++++ Data rows
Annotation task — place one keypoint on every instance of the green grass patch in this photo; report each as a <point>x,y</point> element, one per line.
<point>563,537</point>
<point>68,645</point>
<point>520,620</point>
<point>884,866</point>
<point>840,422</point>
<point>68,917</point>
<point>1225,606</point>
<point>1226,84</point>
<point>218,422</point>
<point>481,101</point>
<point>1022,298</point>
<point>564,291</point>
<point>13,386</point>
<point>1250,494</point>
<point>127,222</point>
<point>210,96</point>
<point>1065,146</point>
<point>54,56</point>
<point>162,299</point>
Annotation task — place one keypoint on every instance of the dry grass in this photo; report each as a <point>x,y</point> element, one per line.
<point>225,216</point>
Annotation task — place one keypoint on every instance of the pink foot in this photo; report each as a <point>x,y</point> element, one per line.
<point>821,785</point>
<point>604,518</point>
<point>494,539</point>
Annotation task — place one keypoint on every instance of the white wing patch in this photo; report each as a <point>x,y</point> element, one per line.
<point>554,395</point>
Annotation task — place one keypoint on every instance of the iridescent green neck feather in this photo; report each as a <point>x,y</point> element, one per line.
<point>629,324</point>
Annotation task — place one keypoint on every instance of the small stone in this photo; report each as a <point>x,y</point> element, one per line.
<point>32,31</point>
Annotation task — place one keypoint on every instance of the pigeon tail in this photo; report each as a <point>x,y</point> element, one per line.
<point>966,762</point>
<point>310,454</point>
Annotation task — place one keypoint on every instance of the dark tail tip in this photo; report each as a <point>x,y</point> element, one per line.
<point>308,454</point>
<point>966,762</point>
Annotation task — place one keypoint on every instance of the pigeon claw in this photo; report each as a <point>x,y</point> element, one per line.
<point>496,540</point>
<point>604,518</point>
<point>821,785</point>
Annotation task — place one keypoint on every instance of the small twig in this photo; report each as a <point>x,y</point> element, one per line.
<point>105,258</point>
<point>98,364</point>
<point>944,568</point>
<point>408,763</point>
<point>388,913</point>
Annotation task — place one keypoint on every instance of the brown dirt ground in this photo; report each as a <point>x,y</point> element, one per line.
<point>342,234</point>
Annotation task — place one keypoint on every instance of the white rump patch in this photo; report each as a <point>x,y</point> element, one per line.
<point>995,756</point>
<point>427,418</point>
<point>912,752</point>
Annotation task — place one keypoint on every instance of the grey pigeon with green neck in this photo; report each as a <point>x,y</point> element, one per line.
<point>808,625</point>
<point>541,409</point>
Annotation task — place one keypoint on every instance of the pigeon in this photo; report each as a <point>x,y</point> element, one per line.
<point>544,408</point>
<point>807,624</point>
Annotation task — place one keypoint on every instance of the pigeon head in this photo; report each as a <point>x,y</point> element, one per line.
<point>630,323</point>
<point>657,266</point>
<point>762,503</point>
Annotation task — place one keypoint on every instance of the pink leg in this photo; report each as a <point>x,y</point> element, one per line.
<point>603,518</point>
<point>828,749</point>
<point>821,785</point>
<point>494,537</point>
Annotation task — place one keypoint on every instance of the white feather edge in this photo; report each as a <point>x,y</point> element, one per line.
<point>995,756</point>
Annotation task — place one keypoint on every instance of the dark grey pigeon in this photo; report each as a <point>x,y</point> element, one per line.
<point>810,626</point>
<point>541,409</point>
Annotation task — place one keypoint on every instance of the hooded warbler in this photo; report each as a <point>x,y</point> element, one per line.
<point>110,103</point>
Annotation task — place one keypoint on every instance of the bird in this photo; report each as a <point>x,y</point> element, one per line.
++++++++
Request => Rewrite all of the lines above as a numbered list, leaving out any blank lines.

Answer =>
1. Annotation task — place one keypoint on every instance of the green grass patch in this photo; report each as a <point>x,y</point> element, one per line.
2. <point>563,537</point>
3. <point>68,645</point>
4. <point>520,620</point>
5. <point>884,866</point>
6. <point>840,422</point>
7. <point>68,917</point>
8. <point>1225,606</point>
9. <point>1226,84</point>
10. <point>218,422</point>
11. <point>481,101</point>
12. <point>1022,298</point>
13. <point>564,291</point>
14. <point>13,386</point>
15. <point>1250,494</point>
16. <point>127,222</point>
17. <point>210,96</point>
18. <point>1065,146</point>
19. <point>54,56</point>
20. <point>162,299</point>
21. Annotation task — place one keypoint on every instance of the dry grass in this photo; report each as a <point>x,y</point> element, one per line.
22. <point>225,216</point>
23. Annotation task — place one keypoint on every instance of the pink foot in this photo; report each as a <point>x,y</point> element, one per line.
24. <point>821,785</point>
25. <point>604,518</point>
26. <point>494,539</point>
27. Annotation task — place one keypoint on every instance of the white wing patch in this photo; report each as a <point>x,y</point> element, one per line.
28. <point>554,395</point>
29. Annotation task — place one keypoint on every instance of the iridescent green neck feather in this photo; report each as a <point>x,y</point> element, one per line.
30. <point>629,324</point>
31. Annotation task — place one keypoint on every instance of the small stone in this photo; report each as a <point>x,y</point> element, one per line.
32. <point>32,31</point>
33. Annotation task — place one keypoint on every instance of the pigeon tail in this photo; report each as a <point>x,y</point> element, one per line.
34. <point>966,762</point>
35. <point>310,454</point>
36. Annotation task — place one keypoint on every instance of the dark tail tip in this photo; report each as a <point>x,y</point> element, one per line.
37. <point>308,454</point>
38. <point>966,762</point>
39. Annotation task — place one keypoint on every instance of the pigeon claw in this photo; report each as a <point>x,y</point> element, one per line.
40. <point>496,540</point>
41. <point>604,518</point>
42. <point>821,785</point>
43. Annotation task — place one keypoint on every instance of the small twig in this photo; report each as a <point>x,y</point> element, one per line.
44. <point>105,258</point>
45. <point>98,364</point>
46. <point>944,568</point>
47. <point>408,763</point>
48. <point>388,913</point>
49. Annotation task — place one keypoint on every instance of the brown dirt ground in this photo; report each as a <point>x,y</point> element, one per line.
50. <point>342,234</point>
51. Annotation task — place one keypoint on every instance of the white rump patch in this photo; report each as a <point>x,y</point> element, one per line.
52. <point>995,756</point>
53. <point>427,418</point>
54. <point>912,752</point>
55. Annotation task — place one keypoint on every instance of the grey pigeon with green neck in this photo; report each as a <point>x,y</point> element, one per line.
56. <point>808,625</point>
57. <point>541,409</point>
58. Annotation task — place one keypoint on every instance of the pigeon in this photo; report each as a <point>x,y</point> element, one per line.
59. <point>544,408</point>
60. <point>807,624</point>
61. Annotation task — place one keypoint on every instance of the pigeon head in this photo; report each as a <point>x,y</point> element, one per line.
62. <point>630,323</point>
63. <point>657,266</point>
64. <point>762,503</point>
65. Annotation task — place one keypoint on every instance of the pink leg in this photo; report each as a <point>x,y</point> element, one per line.
66. <point>603,518</point>
67. <point>828,749</point>
68. <point>821,785</point>
69. <point>494,537</point>
70. Annotation task — place one keypoint on every instance of the white feather edge in this photo; report each as a <point>x,y</point> element, one per line.
71. <point>995,756</point>
72. Annotation task — place one keypoint on every instance of the dark grey pigeon in this photo; report each as a <point>x,y</point> element, one per line.
73. <point>810,626</point>
74. <point>541,409</point>
75. Annotation task — place one keypoint on every instance of the hooded warbler in this photo; report each as a <point>x,y</point> element, one per line.
76. <point>110,103</point>
77. Annotation task — place one keypoint on every instance of the bird in this photo; report each as a <point>x,y</point> element, one per line.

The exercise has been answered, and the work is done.